STATED EXERCISE A: In the pandas pivoting thread, which method is recommended for extracting columns when there are many other columns?
STATED EXERCISE B: Reproduce the pandas pivoting thread word for word from "Reputation: 87" to "columns=['timestamp', 'variable', 'value'])".

TEXT EXTRACT:
------------------------------------------------------------------------

Reputation: 87
I have a Dataframe like:
matrix = [(222, ['A','B','C'], [1,2,3]),
(333, ['A','B','D'], [1,3,5])]
df = pd.DataFrame(matrix, columns=['timestamp', 'variable', 'value'])
timestamp variable value
222 ['A','B','C'] [1,2,3]
333 ['A','B','D'] [1,3,5]
and would like to pivot it so that the timestamp
value is kept, the unique values in the variable
column become additional columns, and values from value
are sorted in the respective columns.
The output should look as follows:
timestamp A B C D
222 1 2 3 nan
333 1 3 nan 5
any help would be greatly appreciated! :)
Upvotes: 4
Views: 173
Reputation: 863166
Create dictionary with zip, pass to DataFrame
constructor:
a = [dict(zip(*x)) for x in zip(df['variable'], df['value'])]
print (a)
[{'A': 1, 'B': 2, 'C': 3}, {'A': 1, 'B': 3, 'D': 5}]
df = df[['timestamp']].join(pd.DataFrame(a, index=df.index))
print (df)
timestamp A B C D
0 222 1 2 3.0 NaN
1 333 1 3 NaN 5.0
If many another columns use DataFrame.pop
for extract columns:
a = [dict(zip(*x)) for x in zip(df.pop('variable'), df.pop('value'))]
df = df.join(pd.DataFrame(a, index=df.index))
print (df)
timestamp A B C D
0 222 1 2 3.0 NaN
1 333 1 3 NaN 5.0
Upvotes: 3
Reputation: 323316
Using unnest first , then just pivot
unnesting(df,['variable','value']).pivot(*df.columns)
Out[79]:
variable A B C D
timestamp
222 1.0 2.0 3.0 NaN
333 1.0 3.0 NaN 5.0
def unnesting(df, explode):
idx = df.index.repeat(df[explode[0]].str.len())
df1 = pd.concat([
pd.DataFrame({x: np.concatenate(df[x].values)}) for x in explode], axis=1)
df1.index = idx
return df1.join(df.drop(explode, 1), how='left')
Upvotes: 3
Reputation: 28303
You can pass the values & column names to a the pd.Series constructor. This will automatically expand the values in your desired shape.
df.set_index('timestamp').apply(lambda row: pd.Series(row.value, index=row.variable), axis=1)
# outputs:
A B C D
timestamp
222 1.0 2.0 3.0 NaN
333 1.0 3.0 NaN 5.0
Upvotes: 2

------------------------------------------------------------------------

Source data:

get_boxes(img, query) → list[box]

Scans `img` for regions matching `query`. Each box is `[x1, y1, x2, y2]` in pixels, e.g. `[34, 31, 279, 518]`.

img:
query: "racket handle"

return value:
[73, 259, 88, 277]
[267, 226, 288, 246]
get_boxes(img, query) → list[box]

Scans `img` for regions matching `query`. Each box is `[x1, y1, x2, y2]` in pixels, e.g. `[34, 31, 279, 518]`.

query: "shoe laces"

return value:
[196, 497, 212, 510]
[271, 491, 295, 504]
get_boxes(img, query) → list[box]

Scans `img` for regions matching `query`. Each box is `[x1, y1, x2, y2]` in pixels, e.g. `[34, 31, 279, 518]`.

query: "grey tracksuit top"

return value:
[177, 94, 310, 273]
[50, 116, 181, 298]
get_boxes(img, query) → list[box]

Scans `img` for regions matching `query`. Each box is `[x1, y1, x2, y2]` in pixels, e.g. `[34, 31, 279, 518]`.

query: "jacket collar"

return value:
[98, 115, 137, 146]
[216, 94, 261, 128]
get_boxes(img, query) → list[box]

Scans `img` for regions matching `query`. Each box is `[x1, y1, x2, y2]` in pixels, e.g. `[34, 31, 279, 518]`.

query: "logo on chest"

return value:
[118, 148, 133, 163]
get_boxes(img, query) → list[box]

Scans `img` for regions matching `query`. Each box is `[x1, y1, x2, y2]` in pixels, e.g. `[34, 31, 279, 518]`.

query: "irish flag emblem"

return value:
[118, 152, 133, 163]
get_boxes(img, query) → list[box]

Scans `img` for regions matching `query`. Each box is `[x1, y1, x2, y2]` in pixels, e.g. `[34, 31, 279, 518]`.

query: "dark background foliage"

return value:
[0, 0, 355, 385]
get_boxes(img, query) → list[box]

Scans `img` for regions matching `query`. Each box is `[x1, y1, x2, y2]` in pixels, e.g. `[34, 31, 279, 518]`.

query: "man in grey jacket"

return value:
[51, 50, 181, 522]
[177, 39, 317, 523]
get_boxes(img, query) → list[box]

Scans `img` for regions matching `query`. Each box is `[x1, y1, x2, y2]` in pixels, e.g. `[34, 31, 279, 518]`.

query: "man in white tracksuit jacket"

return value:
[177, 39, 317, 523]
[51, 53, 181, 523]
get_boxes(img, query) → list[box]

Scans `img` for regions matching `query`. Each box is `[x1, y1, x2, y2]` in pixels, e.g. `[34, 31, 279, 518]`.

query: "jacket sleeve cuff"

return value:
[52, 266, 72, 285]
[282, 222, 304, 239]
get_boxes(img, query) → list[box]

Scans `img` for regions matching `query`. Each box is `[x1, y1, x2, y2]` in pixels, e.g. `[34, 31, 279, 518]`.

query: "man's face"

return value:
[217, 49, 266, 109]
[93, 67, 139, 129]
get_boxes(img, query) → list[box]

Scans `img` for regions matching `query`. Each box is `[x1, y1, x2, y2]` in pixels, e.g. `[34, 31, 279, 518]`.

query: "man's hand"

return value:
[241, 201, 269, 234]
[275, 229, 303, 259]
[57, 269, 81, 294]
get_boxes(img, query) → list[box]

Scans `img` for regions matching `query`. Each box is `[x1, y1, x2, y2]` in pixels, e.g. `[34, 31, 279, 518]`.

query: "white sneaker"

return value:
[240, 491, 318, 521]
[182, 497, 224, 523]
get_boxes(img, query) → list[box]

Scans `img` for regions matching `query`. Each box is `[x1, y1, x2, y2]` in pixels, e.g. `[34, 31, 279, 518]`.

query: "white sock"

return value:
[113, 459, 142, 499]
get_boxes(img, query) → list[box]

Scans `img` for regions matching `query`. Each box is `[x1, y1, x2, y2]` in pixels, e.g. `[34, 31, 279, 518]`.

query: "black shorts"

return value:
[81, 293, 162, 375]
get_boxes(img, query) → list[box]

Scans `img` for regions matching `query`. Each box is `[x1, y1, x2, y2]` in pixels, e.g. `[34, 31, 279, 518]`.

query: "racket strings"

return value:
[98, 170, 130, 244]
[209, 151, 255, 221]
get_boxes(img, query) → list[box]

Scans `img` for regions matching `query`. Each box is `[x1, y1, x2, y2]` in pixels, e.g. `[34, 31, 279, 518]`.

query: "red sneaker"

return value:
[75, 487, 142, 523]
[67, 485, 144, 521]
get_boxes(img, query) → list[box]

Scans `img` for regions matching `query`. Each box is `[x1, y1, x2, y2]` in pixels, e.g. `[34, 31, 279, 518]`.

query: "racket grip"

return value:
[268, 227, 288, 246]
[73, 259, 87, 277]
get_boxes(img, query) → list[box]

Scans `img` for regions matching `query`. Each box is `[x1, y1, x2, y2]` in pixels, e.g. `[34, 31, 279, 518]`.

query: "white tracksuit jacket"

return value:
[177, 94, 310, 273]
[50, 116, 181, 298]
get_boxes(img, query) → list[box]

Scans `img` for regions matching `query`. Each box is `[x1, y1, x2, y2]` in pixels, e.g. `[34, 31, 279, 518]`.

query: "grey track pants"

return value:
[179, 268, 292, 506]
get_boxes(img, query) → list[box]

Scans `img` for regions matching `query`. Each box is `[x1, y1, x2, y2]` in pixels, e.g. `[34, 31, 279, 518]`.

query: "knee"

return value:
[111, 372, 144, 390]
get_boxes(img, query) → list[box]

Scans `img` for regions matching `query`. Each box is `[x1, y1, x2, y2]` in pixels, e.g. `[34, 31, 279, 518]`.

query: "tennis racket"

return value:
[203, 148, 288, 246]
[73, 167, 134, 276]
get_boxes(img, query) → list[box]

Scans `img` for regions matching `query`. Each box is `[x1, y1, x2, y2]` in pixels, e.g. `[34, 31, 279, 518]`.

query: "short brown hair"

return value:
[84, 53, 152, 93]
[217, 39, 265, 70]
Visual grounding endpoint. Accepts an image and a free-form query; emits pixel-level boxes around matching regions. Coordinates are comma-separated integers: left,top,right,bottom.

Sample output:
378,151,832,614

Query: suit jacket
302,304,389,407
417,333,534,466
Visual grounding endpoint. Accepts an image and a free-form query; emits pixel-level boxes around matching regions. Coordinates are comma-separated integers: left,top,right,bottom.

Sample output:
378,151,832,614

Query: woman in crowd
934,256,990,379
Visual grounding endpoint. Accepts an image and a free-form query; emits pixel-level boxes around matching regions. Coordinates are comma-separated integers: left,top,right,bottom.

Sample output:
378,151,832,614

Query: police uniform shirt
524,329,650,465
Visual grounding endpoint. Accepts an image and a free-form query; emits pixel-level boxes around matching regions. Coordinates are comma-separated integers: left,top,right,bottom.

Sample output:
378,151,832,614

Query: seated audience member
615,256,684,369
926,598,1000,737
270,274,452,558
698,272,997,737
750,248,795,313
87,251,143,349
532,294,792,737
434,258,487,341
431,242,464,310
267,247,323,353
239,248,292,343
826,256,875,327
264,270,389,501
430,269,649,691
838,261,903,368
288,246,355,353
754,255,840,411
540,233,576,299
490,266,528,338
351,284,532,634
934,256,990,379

------------------------------------------------------------------------

EXERCISE RESULT A: DataFrame.pop

EXERCISE RESULT B:
Reputation: 87
I have a Dataframe like:
matrix = [(222, ['A','B','C'], [1,2,3]),
(333, ['A','B','D'], [1,3,5])]
df = pd.DataFrame(matrix, columns=['timestamp', 'variable', 'value'])